Big Picture 11 min read

Why Personality Assessments Don't Change Behavior (And What Actually Does)

CliftonStrengths, DiSC, MBTI. Every company has them. None of them move the needle. The research explains why.

By Asa Goldstein, QuestWorks

TL;DR

Every company runs personality and strengths assessments. The results land in a drawer and never get applied. The problem is structural: self-report tools measure how people see themselves, not how they behave under pressure, and there's no mechanism for using the results in real decisions. Wegner's transactive memory research and Cannon-Bowers' work on shared mental models point to a different approach: make the assessment data active by embedding it in live team practice. This is Part 2 of The Science Behind the Game.

Part 2 of 8 · The Science Behind the Game

Back to the series hub · Previous: Part 1 · Next: Part 3: Shared Fate

Every company I've ever worked with has run personality and strengths assessments. CliftonStrengths. DiSC. MBTI. Enneagram. The 16 Personalities quiz from that one offsite. Insights Discovery. The results land in a drawer or a Notion page and never get applied. Nobody references them. Nobody practices with them. The budget spent to administer them was real. The behavior change was near zero.

This is not a marketing attack on any specific tool. The problem is structural, and it explains a decade of frustration for HR leaders who spent budget on assessments and watched their teams function exactly the same way six months later.

In Part 1 I argued that games are the right delivery vehicle for team development because they create the conditions for behavior change. In this part I want to show you exactly where static assessments break down and what the research on transactive memory and shared mental models suggests instead.

What Assessments Actually Measure

Self-report assessments measure how people see themselves. That's it. When you take CliftonStrengths, you're answering questions about your preferences and tendencies from your own perspective. The instrument is reliable, meaning it produces similar results on repeat administration, and the categories are useful as a shared vocabulary. Nothing about this is fraudulent. But the scope of what the instrument can do is narrower than most companies assume.

● ● ● ● ●

- DIRECTION -
Can you copy the full article on personality assessments, word for word? The material that comes next isn't needed.

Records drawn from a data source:

● ● ● ● ●

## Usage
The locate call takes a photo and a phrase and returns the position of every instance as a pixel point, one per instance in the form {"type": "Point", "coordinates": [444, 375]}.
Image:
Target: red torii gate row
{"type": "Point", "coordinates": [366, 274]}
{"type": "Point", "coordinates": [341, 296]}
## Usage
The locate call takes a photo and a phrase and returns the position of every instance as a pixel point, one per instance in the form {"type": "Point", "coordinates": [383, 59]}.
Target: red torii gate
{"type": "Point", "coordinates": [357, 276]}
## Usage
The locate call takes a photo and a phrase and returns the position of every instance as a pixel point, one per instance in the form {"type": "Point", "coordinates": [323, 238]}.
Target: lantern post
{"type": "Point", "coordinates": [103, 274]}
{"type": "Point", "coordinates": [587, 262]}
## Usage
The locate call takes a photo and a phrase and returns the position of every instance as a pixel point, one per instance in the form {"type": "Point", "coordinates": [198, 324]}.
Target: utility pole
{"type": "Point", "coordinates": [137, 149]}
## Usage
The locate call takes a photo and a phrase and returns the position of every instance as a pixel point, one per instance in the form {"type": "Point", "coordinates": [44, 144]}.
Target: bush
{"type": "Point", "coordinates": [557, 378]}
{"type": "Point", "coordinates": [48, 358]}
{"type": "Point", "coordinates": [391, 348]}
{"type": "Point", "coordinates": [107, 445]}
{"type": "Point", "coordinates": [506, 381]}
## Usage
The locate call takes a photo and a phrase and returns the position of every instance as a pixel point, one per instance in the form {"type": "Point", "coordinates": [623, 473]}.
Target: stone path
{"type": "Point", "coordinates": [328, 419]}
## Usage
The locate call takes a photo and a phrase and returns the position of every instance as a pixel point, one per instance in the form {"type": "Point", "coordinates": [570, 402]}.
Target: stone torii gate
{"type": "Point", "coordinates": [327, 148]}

● ● ● ● ●

- PROBLEM SOLUTION -
Big Picture 11 min read

Why Personality Assessments Don't Change Behavior (And What Actually Does)

CliftonStrengths, DiSC, MBTI. Every company has them. None of them move the needle. The research explains why.

By Asa Goldstein, QuestWorks

TL;DR

Every company runs personality and strengths assessments. The results land in a drawer and never get applied. The problem is structural: self-report tools measure how people see themselves, not how they behave under pressure, and there's no mechanism for using the results in real decisions. Wegner's transactive memory research and Cannon-Bowers' work on shared mental models point to a different approach: make the assessment data active by embedding it in live team practice. This is Part 2 of The Science Behind the Game.

Part 2 of 8 · The Science Behind the Game

Back to the series hub · Previous: Part 1 · Next: Part 3: Shared Fate

Every company I've ever worked with has run personality and strengths assessments. CliftonStrengths. DiSC. MBTI. Enneagram. The 16 Personalities quiz from that one offsite. Insights Discovery. The results land in a drawer or a Notion page and never get applied. Nobody references them. Nobody practices with them. The budget spent to administer them was real. The behavior change was near zero.

This is not a marketing attack on any specific tool. The problem is structural, and it explains a decade of frustration for HR leaders who spent budget on assessments and watched their teams function exactly the same way six months later.

In Part 1 I argued that games are the right delivery vehicle for team development because they create the conditions for behavior change. In this part I want to show you exactly where static assessments break down and what the research on transactive memory and shared mental models suggests instead.

What Assessments Actually Measure

Self-report assessments measure how people see themselves. That's it. When you take CliftonStrengths, you're answering questions about your preferences and tendencies from your own perspective. The instrument is reliable, meaning it produces similar results on repeat administration, and the categories are useful as a shared vocabulary. Nothing about this is fraudulent. But the scope of what the instrument can do is narrower than most companies assume.